(Saved entries)
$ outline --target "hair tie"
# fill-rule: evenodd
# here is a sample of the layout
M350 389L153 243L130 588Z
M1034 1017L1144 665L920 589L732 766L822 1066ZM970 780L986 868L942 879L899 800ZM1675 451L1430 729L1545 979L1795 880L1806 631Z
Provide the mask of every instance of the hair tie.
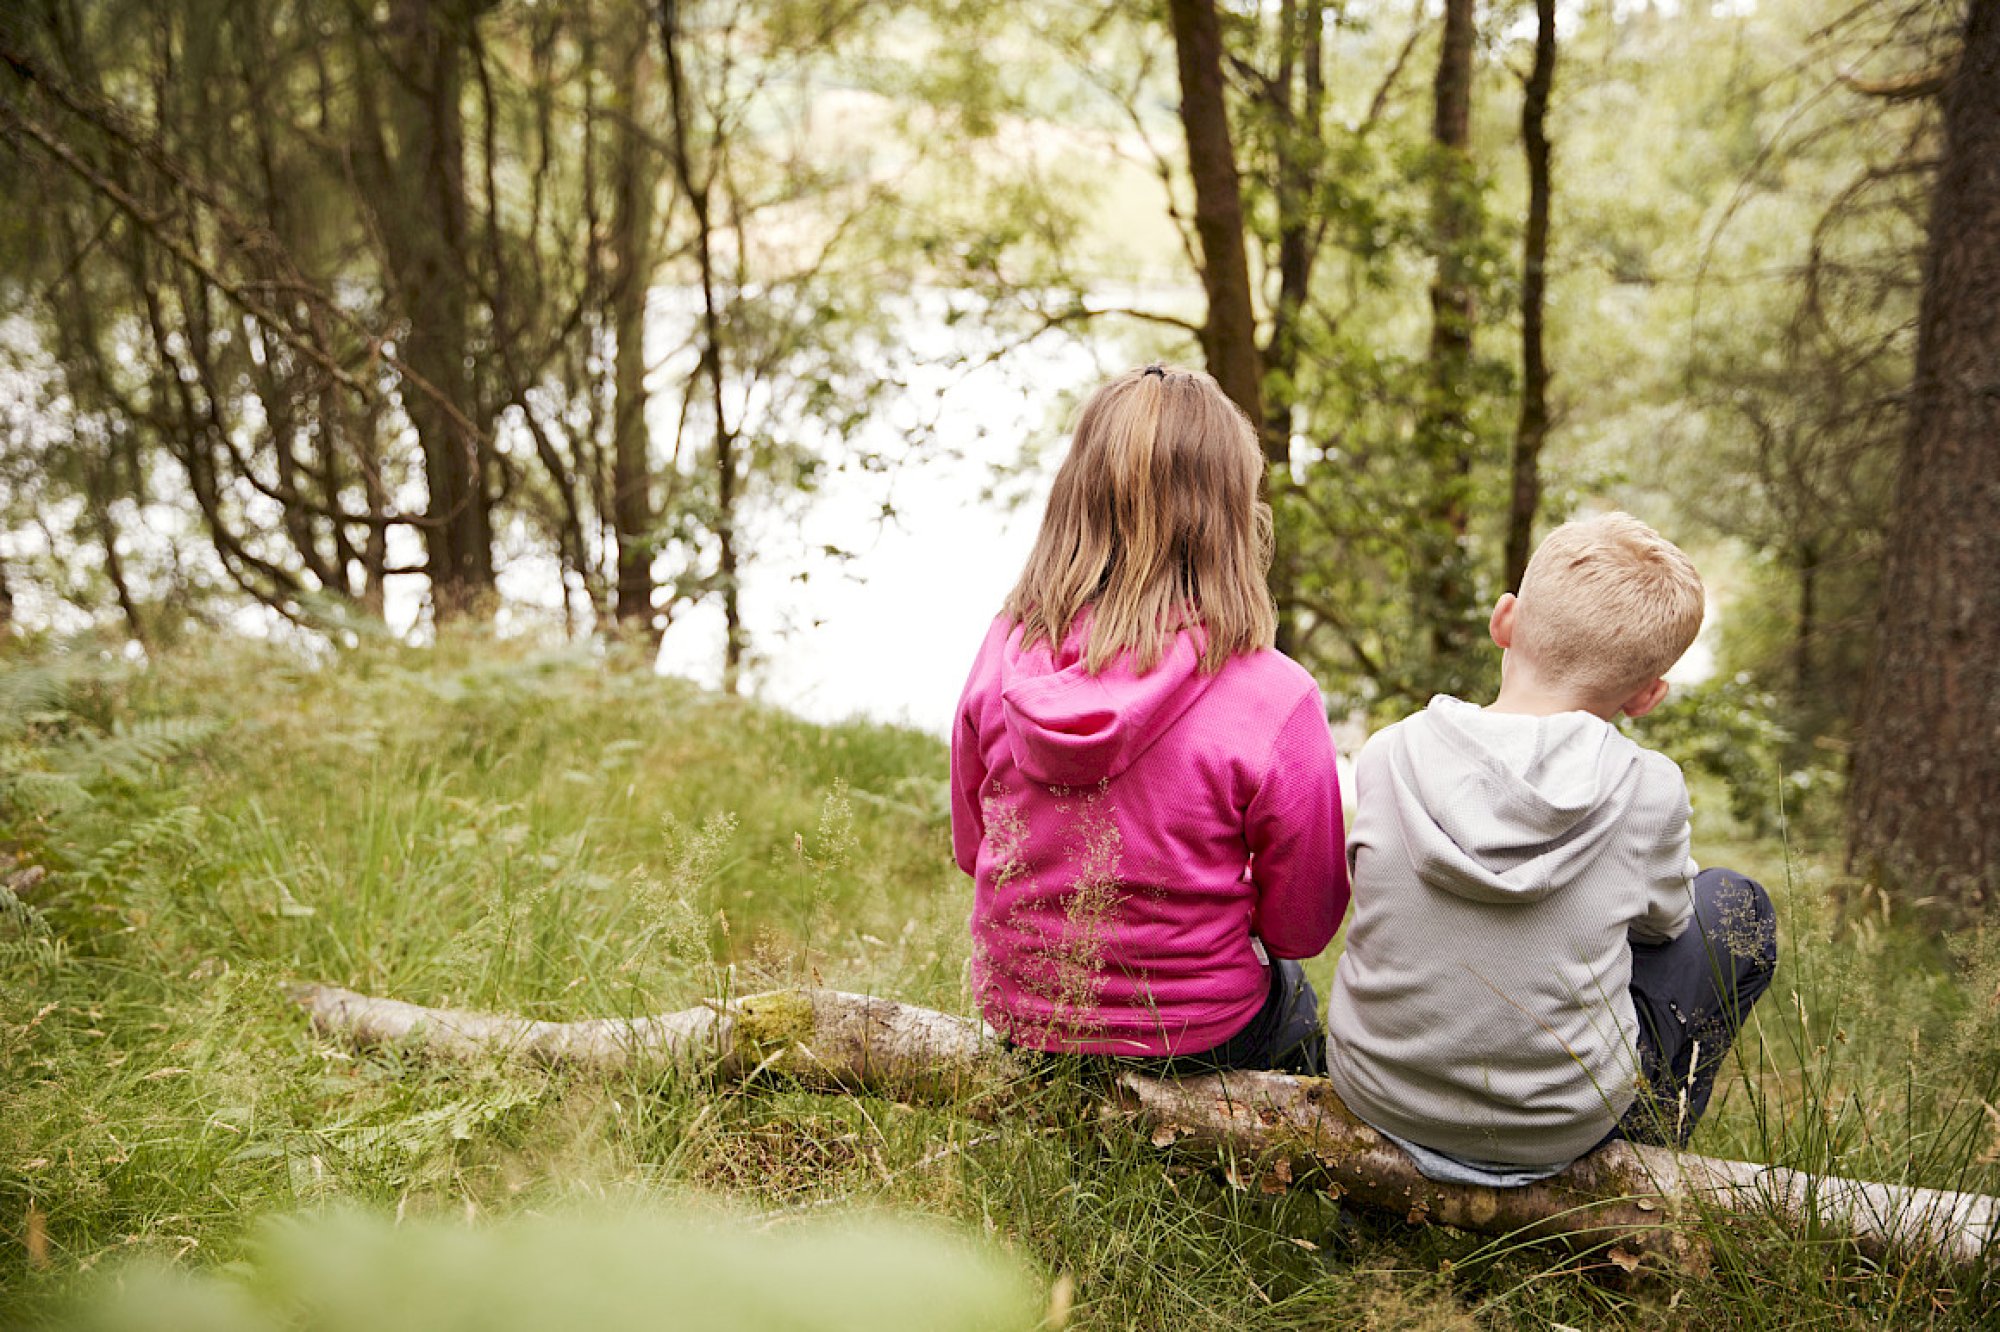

__Exercise prompt__. Each line from the one containing "# fill-rule: evenodd" through the end of the records above is to be retyped exactly, with the pictures omitted and nothing added.

__Your solution__.
# fill-rule: evenodd
# here is a sample of the layout
M350 389L153 243L130 588Z
M1034 1017L1144 665L920 589L732 766L822 1066ZM970 780L986 868L942 879L899 800ZM1675 451L1430 729L1545 979L1795 880L1806 631Z
Provide the mask of every instance of the hair tie.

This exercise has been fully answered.